Nothing in the data should change when you return it, but leave the pictures out.
** Information given follows **
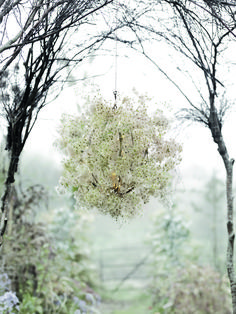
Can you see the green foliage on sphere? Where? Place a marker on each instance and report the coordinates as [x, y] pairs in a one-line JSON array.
[[116, 157]]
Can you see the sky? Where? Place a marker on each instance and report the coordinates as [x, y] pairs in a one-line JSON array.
[[134, 71]]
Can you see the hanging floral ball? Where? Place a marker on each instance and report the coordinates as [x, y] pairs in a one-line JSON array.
[[116, 158]]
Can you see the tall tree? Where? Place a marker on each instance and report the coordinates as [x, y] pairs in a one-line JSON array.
[[200, 31], [39, 40]]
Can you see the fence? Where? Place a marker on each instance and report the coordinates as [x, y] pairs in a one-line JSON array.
[[123, 264]]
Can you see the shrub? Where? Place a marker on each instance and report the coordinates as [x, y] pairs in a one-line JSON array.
[[194, 289]]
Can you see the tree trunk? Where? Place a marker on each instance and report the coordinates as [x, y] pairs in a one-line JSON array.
[[215, 128]]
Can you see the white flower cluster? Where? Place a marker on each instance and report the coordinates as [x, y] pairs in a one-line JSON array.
[[116, 158]]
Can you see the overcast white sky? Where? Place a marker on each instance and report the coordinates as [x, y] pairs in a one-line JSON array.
[[134, 72]]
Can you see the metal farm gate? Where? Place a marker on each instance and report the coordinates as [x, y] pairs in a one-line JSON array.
[[124, 264]]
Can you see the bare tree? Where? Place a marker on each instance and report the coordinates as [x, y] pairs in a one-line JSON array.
** End of Information given **
▸ **Solution to the exercise**
Can you see the green foliage on sphere? Where? Place a marker on each instance and report the coordinates as [x, y] pairs in a one-line JSON array.
[[116, 157]]
Can you see the sky? Where? Place a marker on each instance and report the coordinates as [x, y] pairs in a one-line JSON array.
[[134, 71]]
Can you see the hanging floral ball? Where? Place a marker on each instance and report the coordinates as [x, y] pairs in a one-line JSON array.
[[116, 158]]
Can you see the tall tree? Where? Place a marker on each instance and report the coordinates as [x, y] pairs in a one-line JSON array.
[[200, 31], [39, 40]]
Can you see the fence? Where? Place a marker on each instance and report the coordinates as [x, y] pairs in a one-line JSON array.
[[123, 264]]
Can you see the shrub? Where? Place a marker on each instance and report the coordinates as [x, y] pairs in a one-line JSON array.
[[194, 289]]
Can you see the tree trunk? Where? Place a marker on each instance and report the coordinates as [x, y] pairs in a one-line JSON array.
[[215, 128]]
Can you see the white flower cluster? Where? Place a marker on each instance and report the coordinates as [x, y] pairs in a one-line JSON array.
[[116, 158]]
Can you see the overcast white sky? Where? Place a marker on each instance and report the coordinates as [x, y] pairs in a one-line JSON array.
[[134, 72]]
Can you see the metal farm gate? Where? Place a marker on each instance and report the coordinates as [x, y] pairs in a one-line JSON array.
[[124, 264]]
Can you see the bare tree? Where? Place a marker on each instance and report the coordinates as [x, y] pairs in a one-line JSON array.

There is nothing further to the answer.